>> BEGIN

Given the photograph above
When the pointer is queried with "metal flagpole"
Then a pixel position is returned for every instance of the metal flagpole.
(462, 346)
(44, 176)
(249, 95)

>> END

→ EXERCISE DIRECTIONS: Reproduce the listing above word for word, keeping every line in its original order.

→ COMPLETE OUTPUT:
Given the photograph above
When the pointer is queried with "metal flagpole"
Then a pixel position is returned for every instance of the metal flagpole.
(462, 346)
(44, 176)
(249, 95)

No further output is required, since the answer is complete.